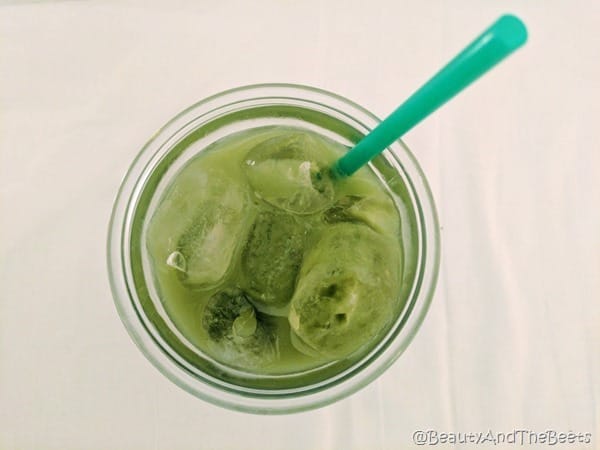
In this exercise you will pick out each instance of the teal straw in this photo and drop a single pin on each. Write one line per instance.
(497, 42)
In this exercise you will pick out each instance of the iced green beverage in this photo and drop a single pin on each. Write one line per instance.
(267, 263)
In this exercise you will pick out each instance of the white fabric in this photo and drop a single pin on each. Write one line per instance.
(512, 338)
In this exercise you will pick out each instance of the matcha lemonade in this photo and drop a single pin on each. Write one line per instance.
(266, 263)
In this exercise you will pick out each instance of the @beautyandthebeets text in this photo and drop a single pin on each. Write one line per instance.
(517, 437)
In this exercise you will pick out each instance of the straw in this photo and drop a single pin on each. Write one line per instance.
(497, 42)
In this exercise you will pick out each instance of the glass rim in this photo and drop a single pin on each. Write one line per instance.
(271, 403)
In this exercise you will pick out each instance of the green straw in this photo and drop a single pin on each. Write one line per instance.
(497, 42)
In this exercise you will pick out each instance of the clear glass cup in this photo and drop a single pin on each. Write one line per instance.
(192, 131)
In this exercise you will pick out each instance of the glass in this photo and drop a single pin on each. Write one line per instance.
(189, 133)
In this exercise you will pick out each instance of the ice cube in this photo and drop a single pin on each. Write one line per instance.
(240, 335)
(377, 212)
(209, 243)
(271, 258)
(290, 172)
(346, 291)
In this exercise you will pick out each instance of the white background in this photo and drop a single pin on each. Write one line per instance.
(512, 338)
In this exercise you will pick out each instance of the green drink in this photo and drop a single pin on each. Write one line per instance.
(252, 279)
(269, 265)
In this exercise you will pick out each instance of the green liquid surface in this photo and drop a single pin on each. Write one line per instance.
(269, 265)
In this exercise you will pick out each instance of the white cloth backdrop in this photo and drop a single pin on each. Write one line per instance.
(512, 338)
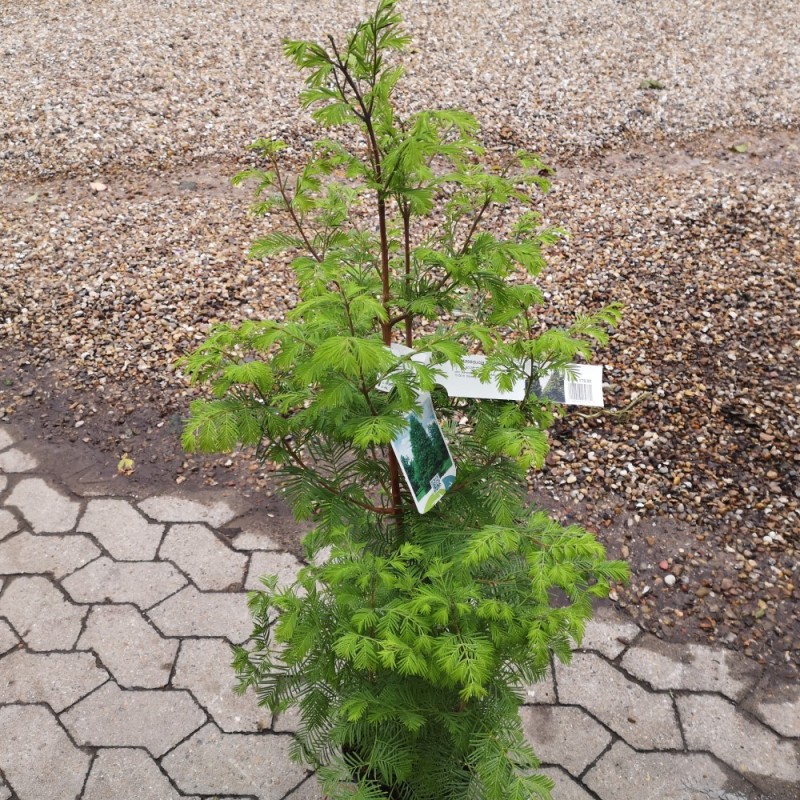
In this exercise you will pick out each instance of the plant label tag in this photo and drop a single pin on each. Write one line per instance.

----------------------------------------

■ THE EXERCISE
Copy out every one of the entries above with "drop a single pin" swapped for "place one marker" and nothing else changed, leaving out the pictures.

■ FINAL RESULT
In this exercise you will pick out each instance of the teal straw in this photo and place one marker on each. Write one line per instance.
(497, 42)
In this exercise you will pick out each instance of the iced green beverage in this photo and place one marker on each. Write one line per instance.
(267, 263)
In this exercise you will pick out each instance of the white fabric in this photo and place one marker on each. Write one line per instance.
(512, 338)
In this exercise you will pick out each instance of the matcha lemonade in this photo and place one marker on each. Write one line per instance.
(266, 263)
In this exercise you will pick out each instance of the @beautyandthebeets text in this photo and place one marker on each. Write one line per instance.
(517, 437)
In this exercise you will pick out each instance of the straw in this photo and place one marker on each. Write one line per instance.
(497, 42)
In this exercise you will pick out each instance of the glass rim in this photo and place one marker on each. Write one line per instance.
(271, 403)
In this exercise you will pick out each instance of the green straw in this photo and place one marker on each. Write one line per instance.
(497, 42)
In this exercise you will pick out each instance of the clear glass cup in this photo and place one marker on each. Write one line per instance.
(192, 131)
In this exercise you will pick out each instance of the glass in this photo and place one marker on each. Write one line per instance.
(189, 133)
In this exercise you will pick out each instance of the ice cube in this photo and place one marker on each. Write one line per instance.
(240, 335)
(377, 212)
(209, 243)
(271, 258)
(290, 172)
(346, 291)
In this exercise you will pick out each instance of the white background in this photo and place one marker on each. Write one line per instance.
(512, 338)
In this exercise you will pick out each instance of the green drink in this photo and place one marker on each. Write one line per instance.
(252, 279)
(269, 265)
In this exercise you will pick out each instance of the green liquid surface in this photo and place one marker on each. Write one line per instance.
(269, 265)
In this exercise you will pick out each instance of the white cloth backdrop in this photo and place one marker on each. Write one line per instance.
(512, 338)
In this exercise you will pick out each instance of the plant label tag in this photo and place one marker on each. Write one line per instance.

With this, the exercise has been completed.